§ **YOUR INSTRUCTIONS**: Copy out the entries below from the line containing "find | white ceiling" through the end of the entries, keeping every line as it is except that each answer coordinate is raised by 22.

+++++

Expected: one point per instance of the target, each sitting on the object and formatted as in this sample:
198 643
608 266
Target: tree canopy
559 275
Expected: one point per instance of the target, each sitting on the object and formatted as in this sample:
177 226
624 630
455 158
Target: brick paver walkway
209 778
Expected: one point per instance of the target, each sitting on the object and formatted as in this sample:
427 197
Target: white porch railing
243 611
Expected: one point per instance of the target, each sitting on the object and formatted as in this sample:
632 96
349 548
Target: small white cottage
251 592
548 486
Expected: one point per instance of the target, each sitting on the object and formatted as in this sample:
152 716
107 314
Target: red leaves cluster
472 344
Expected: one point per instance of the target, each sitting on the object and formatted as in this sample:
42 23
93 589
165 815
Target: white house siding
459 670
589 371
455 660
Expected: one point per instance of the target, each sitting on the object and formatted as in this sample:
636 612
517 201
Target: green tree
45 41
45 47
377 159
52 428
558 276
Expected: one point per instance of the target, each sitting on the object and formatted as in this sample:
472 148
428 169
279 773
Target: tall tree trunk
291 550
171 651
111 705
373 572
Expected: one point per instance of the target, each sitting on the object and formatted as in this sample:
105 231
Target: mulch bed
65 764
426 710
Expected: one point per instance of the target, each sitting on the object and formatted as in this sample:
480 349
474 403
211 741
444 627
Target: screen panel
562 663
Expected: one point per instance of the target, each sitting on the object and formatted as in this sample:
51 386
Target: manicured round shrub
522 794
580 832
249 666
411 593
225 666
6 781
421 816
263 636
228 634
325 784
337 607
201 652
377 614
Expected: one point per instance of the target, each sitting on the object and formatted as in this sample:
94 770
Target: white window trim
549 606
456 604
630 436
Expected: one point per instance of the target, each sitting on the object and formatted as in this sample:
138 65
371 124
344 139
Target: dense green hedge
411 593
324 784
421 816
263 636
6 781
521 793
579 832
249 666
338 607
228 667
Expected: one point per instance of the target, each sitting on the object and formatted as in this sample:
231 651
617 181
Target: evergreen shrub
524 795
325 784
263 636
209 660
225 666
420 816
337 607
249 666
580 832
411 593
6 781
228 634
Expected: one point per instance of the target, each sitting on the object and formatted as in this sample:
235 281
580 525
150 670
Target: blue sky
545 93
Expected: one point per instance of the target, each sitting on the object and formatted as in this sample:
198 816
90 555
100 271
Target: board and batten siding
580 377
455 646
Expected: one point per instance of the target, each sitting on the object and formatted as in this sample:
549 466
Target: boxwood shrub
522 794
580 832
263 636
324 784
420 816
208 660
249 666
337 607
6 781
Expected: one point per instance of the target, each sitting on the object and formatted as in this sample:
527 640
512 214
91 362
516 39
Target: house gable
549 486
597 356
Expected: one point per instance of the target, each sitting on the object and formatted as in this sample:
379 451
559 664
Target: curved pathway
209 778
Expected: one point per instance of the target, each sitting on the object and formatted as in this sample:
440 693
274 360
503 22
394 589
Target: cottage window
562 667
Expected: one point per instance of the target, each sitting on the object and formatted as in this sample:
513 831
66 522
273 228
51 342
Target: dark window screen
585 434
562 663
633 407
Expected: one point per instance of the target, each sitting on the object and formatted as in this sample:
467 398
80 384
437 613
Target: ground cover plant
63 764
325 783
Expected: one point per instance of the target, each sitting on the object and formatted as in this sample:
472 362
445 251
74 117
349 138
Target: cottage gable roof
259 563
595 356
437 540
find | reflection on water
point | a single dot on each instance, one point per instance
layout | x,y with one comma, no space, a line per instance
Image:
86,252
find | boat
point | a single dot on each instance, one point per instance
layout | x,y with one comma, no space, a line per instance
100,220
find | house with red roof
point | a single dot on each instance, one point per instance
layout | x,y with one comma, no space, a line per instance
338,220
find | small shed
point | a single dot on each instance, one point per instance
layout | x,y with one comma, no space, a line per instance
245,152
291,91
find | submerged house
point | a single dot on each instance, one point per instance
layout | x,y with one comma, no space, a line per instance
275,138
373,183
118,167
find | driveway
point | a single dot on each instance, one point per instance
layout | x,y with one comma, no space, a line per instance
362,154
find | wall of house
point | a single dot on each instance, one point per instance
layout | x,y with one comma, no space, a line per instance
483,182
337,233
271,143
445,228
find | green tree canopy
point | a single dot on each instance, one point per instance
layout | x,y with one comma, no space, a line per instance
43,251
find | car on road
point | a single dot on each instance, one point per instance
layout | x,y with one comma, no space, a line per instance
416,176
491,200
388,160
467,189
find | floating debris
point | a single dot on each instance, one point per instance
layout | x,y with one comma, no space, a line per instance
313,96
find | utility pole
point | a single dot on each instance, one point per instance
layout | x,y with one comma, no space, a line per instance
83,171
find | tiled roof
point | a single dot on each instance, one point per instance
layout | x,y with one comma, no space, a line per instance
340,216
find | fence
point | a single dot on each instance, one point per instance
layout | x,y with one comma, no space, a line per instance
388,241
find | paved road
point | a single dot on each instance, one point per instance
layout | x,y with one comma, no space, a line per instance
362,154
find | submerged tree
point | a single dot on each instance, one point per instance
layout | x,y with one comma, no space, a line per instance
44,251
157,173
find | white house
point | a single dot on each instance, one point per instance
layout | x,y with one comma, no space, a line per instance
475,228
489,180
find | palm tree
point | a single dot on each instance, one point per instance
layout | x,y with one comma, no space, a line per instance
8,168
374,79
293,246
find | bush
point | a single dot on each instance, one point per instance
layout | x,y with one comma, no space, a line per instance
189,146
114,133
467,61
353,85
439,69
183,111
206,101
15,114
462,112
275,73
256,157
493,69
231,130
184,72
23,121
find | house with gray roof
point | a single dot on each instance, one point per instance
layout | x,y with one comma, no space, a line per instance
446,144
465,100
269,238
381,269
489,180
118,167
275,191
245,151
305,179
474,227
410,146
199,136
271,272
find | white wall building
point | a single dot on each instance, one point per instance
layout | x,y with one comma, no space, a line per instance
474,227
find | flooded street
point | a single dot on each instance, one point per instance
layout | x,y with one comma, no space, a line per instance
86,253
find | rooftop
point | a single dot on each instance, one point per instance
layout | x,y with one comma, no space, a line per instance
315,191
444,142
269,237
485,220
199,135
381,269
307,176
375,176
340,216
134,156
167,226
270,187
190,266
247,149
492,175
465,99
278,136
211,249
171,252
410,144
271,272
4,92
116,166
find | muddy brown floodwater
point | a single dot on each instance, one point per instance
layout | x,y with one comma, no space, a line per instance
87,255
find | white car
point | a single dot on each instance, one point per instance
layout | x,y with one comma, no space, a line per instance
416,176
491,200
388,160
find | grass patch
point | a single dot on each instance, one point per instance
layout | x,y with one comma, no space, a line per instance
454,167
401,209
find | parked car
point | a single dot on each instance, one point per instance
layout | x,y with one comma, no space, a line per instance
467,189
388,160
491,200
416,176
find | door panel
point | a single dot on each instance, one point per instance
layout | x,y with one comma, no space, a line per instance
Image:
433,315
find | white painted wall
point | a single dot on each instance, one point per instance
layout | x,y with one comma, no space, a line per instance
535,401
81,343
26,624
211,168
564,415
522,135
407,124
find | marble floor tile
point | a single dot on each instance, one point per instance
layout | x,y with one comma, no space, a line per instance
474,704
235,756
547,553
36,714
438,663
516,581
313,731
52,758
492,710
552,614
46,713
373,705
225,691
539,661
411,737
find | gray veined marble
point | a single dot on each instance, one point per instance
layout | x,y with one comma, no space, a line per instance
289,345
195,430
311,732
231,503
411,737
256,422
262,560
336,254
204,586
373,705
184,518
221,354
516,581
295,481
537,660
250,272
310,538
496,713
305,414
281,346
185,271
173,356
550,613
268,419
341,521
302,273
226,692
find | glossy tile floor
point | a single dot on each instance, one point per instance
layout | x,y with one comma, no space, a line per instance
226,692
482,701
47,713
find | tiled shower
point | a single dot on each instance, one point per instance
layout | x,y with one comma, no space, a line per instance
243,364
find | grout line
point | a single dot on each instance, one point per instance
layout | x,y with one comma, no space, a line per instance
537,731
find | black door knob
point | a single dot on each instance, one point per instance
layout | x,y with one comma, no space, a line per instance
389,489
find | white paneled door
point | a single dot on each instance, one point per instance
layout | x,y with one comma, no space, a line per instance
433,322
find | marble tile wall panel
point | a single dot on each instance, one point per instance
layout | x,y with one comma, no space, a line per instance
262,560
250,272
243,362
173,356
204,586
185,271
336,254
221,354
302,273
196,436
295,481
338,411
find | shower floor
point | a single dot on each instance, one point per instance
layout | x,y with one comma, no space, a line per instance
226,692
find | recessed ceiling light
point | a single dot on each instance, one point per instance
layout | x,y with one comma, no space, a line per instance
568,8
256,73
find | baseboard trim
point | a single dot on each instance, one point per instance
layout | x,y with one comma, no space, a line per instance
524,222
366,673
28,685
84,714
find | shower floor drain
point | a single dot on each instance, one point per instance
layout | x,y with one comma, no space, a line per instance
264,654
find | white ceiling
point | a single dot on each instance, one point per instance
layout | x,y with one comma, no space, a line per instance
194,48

+++++

§ **TASK RESPONSE**:
find | white ceiling
point | a single dot on each instance, one point per instance
layout | x,y with one comma, no space, a line per instance
216,70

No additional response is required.